* The task
Copy each line below exactly and leave the pictures out.
-- BEGIN Exercise material --
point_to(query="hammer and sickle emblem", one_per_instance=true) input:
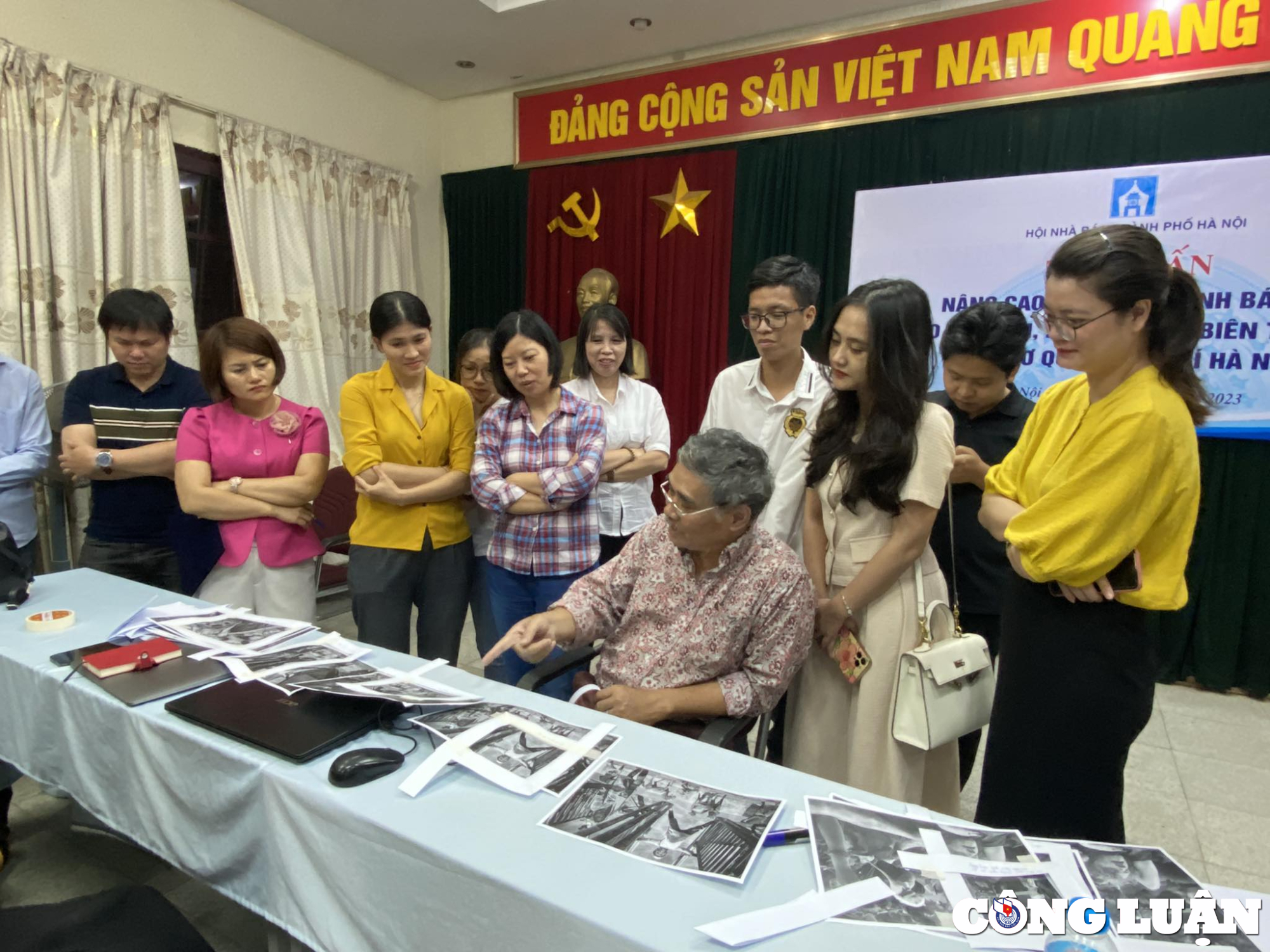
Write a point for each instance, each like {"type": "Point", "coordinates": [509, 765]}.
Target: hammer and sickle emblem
{"type": "Point", "coordinates": [586, 227]}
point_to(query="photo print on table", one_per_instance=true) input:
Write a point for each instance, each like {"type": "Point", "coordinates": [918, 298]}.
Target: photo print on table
{"type": "Point", "coordinates": [233, 631]}
{"type": "Point", "coordinates": [330, 649]}
{"type": "Point", "coordinates": [666, 821]}
{"type": "Point", "coordinates": [1122, 871]}
{"type": "Point", "coordinates": [512, 748]}
{"type": "Point", "coordinates": [321, 676]}
{"type": "Point", "coordinates": [411, 690]}
{"type": "Point", "coordinates": [852, 843]}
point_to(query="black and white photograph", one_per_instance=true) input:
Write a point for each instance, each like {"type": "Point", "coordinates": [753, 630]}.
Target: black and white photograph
{"type": "Point", "coordinates": [512, 748]}
{"type": "Point", "coordinates": [234, 631]}
{"type": "Point", "coordinates": [319, 677]}
{"type": "Point", "coordinates": [853, 843]}
{"type": "Point", "coordinates": [666, 821]}
{"type": "Point", "coordinates": [1145, 874]}
{"type": "Point", "coordinates": [331, 649]}
{"type": "Point", "coordinates": [411, 691]}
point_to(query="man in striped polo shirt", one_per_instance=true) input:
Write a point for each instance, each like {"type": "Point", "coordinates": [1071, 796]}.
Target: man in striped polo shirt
{"type": "Point", "coordinates": [120, 431]}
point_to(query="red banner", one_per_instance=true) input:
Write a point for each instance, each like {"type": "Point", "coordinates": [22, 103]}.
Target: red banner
{"type": "Point", "coordinates": [998, 55]}
{"type": "Point", "coordinates": [672, 288]}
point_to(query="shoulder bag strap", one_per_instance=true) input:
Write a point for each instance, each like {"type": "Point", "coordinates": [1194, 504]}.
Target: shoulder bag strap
{"type": "Point", "coordinates": [957, 598]}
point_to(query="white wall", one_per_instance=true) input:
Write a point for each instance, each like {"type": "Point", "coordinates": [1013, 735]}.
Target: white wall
{"type": "Point", "coordinates": [227, 58]}
{"type": "Point", "coordinates": [479, 130]}
{"type": "Point", "coordinates": [224, 56]}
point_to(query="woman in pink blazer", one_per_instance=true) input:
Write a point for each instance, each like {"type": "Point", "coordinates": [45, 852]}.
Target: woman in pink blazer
{"type": "Point", "coordinates": [256, 463]}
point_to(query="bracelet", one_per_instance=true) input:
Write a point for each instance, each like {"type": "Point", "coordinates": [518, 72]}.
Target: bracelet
{"type": "Point", "coordinates": [843, 598]}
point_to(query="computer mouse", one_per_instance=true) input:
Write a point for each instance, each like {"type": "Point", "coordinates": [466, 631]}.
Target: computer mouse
{"type": "Point", "coordinates": [359, 767]}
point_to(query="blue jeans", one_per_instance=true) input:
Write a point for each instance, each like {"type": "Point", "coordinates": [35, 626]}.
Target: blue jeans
{"type": "Point", "coordinates": [515, 597]}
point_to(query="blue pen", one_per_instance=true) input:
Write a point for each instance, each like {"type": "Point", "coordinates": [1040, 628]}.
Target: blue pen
{"type": "Point", "coordinates": [779, 838]}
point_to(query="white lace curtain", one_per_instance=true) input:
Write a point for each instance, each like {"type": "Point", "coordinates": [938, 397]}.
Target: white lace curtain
{"type": "Point", "coordinates": [318, 235]}
{"type": "Point", "coordinates": [90, 202]}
-- END Exercise material --
* Written solution
point_to(query="hammer and sickle emblem", one_per_instance=true) input:
Write a point for each instance, each like {"type": "Point", "coordinates": [509, 765]}.
Target: hammer and sickle emblem
{"type": "Point", "coordinates": [586, 227]}
point_to(query="photo print on table", one_per_instance=true) input:
Write a point for each instance, each like {"type": "Point", "coordinates": [918, 298]}.
Target: photo print on table
{"type": "Point", "coordinates": [233, 631]}
{"type": "Point", "coordinates": [330, 649]}
{"type": "Point", "coordinates": [666, 821]}
{"type": "Point", "coordinates": [1122, 871]}
{"type": "Point", "coordinates": [512, 748]}
{"type": "Point", "coordinates": [321, 676]}
{"type": "Point", "coordinates": [411, 690]}
{"type": "Point", "coordinates": [852, 843]}
point_to(query="black and white photograph", one_per_instance=true) input:
Write a point for each instance, each like {"type": "Point", "coordinates": [753, 630]}.
Target: black and white photograph
{"type": "Point", "coordinates": [512, 748]}
{"type": "Point", "coordinates": [234, 631]}
{"type": "Point", "coordinates": [319, 677]}
{"type": "Point", "coordinates": [853, 843]}
{"type": "Point", "coordinates": [666, 821]}
{"type": "Point", "coordinates": [1145, 874]}
{"type": "Point", "coordinates": [331, 649]}
{"type": "Point", "coordinates": [411, 691]}
point_to(query="man in striped polo shirt", one_per_instance=true) input:
Write a point for each instance, each like {"type": "Point", "coordinates": [1071, 796]}.
Target: man in striped polo shirt
{"type": "Point", "coordinates": [120, 431]}
point_to(query="red banner", one_per_instance=true) input:
Write a point for each instance, each like {"type": "Point", "coordinates": [22, 103]}.
Target: red banner
{"type": "Point", "coordinates": [998, 55]}
{"type": "Point", "coordinates": [672, 288]}
point_to(query="shoulder bag strap", one_per_instance=true) input:
Write a point for each instance, each like {"type": "Point", "coordinates": [1194, 504]}.
Target: shoulder bag strap
{"type": "Point", "coordinates": [957, 598]}
point_to(query="white wall", one_per_instance=true) input:
Write a point for each instance, each like {"type": "Point", "coordinates": [1013, 735]}.
Target: white wall
{"type": "Point", "coordinates": [227, 58]}
{"type": "Point", "coordinates": [479, 130]}
{"type": "Point", "coordinates": [224, 56]}
point_to(query="woman in pink blazer", one_per_instance=true) input:
Write a point for each instance, each like {"type": "Point", "coordinates": [45, 852]}.
Target: woman in pink blazer
{"type": "Point", "coordinates": [256, 463]}
point_to(query="bracelet", one_per_instance=true) input:
Write a point for each instance, each like {"type": "Point", "coordinates": [518, 72]}.
Target: bracelet
{"type": "Point", "coordinates": [843, 598]}
point_to(query="computer mouse", one_per_instance=true) input:
Write a point for each instance, each like {"type": "Point", "coordinates": [466, 631]}.
Target: computer mouse
{"type": "Point", "coordinates": [359, 767]}
point_to(query="blue jeans", one_per_instance=true) input:
Write a point for each instance, each like {"type": "Point", "coordinates": [35, 626]}.
Target: blue jeans
{"type": "Point", "coordinates": [515, 597]}
point_to(query="blue pen", one_per_instance=true) input:
Write a point for each instance, each like {"type": "Point", "coordinates": [1040, 628]}.
Target: blue pen
{"type": "Point", "coordinates": [779, 838]}
point_to(query="white lace curtain", one_per_instance=true) input:
Write a point for each instance, each like {"type": "Point", "coordinates": [938, 397]}.
Target: white lace curtain
{"type": "Point", "coordinates": [318, 235]}
{"type": "Point", "coordinates": [90, 202]}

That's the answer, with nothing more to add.